Excerpt to read:

(Reuters) – EBay Inc <EBAY.O> beat Wall Street estimates for quarterly profit on Tuesday and raised its full-year outlook, as the e-commerce company benefited from a surge in online shopping by people staying indoors due to coronavirus-driven lockdowns.
Business has been booming for e-commerce firms and companies with strong online presence as the COVID-19 pandemic has led more people to use their mobile phones and computers to shop.
Ebay now expects full-year adjusted profit between $3.47 and $3.59 per share. Analysts were expecting $3.51 per share, according to IBES data from Refinitiv.
Wedbush analyst Ygal Arounian said that e-commerce related stocks have largely outperformed since the beginning of the pandemic and expectations are really high.
“It’s not a surprise to see some weakness on results,” Arounian added.
Shares of eBay, which have surged about 56% so far this year, fell nearly 3% to $54.75 in extended trade.
The company last week agreed to sell its classified ads business to Norway’s Adevinta <ADEV.OL> in a deal worth $9.2 billion, succumbing to longstanding pressure from activist investors Elliott Management Corp and Starboard Value.

[Records contained in a dataset]
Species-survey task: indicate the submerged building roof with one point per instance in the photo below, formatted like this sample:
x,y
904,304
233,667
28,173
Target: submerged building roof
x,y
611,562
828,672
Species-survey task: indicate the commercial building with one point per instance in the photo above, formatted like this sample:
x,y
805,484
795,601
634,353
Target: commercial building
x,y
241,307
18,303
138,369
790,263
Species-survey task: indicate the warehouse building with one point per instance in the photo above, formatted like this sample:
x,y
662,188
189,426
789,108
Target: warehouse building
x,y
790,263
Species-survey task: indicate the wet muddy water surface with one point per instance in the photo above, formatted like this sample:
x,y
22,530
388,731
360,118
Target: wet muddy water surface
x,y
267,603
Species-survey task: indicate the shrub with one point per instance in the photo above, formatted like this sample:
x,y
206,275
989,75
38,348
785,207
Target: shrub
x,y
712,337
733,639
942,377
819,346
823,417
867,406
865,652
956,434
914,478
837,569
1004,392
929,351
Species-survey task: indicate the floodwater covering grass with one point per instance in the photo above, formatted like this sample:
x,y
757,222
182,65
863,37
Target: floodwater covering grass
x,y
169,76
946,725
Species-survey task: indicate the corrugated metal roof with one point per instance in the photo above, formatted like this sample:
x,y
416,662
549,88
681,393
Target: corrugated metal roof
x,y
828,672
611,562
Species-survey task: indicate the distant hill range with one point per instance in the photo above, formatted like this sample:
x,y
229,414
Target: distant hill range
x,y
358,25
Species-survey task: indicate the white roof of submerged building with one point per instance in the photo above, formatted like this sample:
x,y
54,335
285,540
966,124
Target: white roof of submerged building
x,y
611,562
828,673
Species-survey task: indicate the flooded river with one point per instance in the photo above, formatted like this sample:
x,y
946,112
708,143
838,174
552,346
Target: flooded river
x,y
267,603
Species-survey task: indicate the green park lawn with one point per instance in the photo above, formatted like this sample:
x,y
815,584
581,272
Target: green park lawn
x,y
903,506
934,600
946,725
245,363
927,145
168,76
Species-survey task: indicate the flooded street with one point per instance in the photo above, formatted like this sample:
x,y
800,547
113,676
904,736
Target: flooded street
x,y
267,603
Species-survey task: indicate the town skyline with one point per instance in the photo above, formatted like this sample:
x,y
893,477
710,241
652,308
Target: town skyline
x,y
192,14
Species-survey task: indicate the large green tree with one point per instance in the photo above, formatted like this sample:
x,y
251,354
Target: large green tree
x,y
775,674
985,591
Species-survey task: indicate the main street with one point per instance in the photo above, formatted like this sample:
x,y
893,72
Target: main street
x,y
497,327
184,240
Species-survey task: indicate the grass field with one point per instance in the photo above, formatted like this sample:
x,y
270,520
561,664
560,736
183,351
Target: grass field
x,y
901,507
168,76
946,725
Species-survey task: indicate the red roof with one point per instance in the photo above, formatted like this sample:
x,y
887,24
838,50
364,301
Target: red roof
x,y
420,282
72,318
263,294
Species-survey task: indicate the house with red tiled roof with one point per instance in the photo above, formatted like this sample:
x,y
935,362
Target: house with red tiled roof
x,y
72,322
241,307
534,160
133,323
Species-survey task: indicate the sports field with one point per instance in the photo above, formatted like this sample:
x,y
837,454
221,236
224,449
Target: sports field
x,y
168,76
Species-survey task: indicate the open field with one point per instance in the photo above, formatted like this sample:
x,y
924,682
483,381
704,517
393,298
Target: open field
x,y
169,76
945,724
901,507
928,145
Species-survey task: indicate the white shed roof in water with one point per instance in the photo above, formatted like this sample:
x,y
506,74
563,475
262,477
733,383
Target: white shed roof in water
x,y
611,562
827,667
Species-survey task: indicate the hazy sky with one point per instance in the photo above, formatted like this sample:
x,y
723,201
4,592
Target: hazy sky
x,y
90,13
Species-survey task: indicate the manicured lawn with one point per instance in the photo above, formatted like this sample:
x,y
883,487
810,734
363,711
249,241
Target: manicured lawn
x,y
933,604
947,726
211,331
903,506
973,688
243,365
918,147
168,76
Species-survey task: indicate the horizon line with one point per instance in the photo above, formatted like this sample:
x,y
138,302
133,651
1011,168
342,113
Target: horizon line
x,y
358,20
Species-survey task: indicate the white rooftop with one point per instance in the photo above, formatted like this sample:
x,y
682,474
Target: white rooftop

Instructions:
1. Answer these questions from the eBay article:
(a) What range does eBay now expect for its full-year adjusted profit per share?
(b) To what price did eBay shares fall in extended trade?
(c) To which company did eBay agree to sell its classified ads business?
2. Write the next part of the eBay article, picking up after its final sentence.
The records were drawn from a different source than the eBay article.

Answers to each task:
1.
(a) Between $3.47 and $3.59 per share.
(b) $54.75.
(c) Norway's Adevinta.

2.
Pressure from the activist investors also resulted in the company naming Walmart <WMT.N> executive Jamie Iannone as its top boss in April, handing over the reins to an outsider.
“I think the stock is down due to … some concern that the new CEO might reinvest some of the recent upside to try to strengthen the company’s competitive position,” Atlantic Equities analyst James Cordwell said.
Revenue rose to $2.87 billion in the second quarter, from $2.42 billion a year-ago, beating analysts’ estimate of about $2.8 billion.
Excluding items, the company earned $1.08 per share, above estimates of $1.06 per share.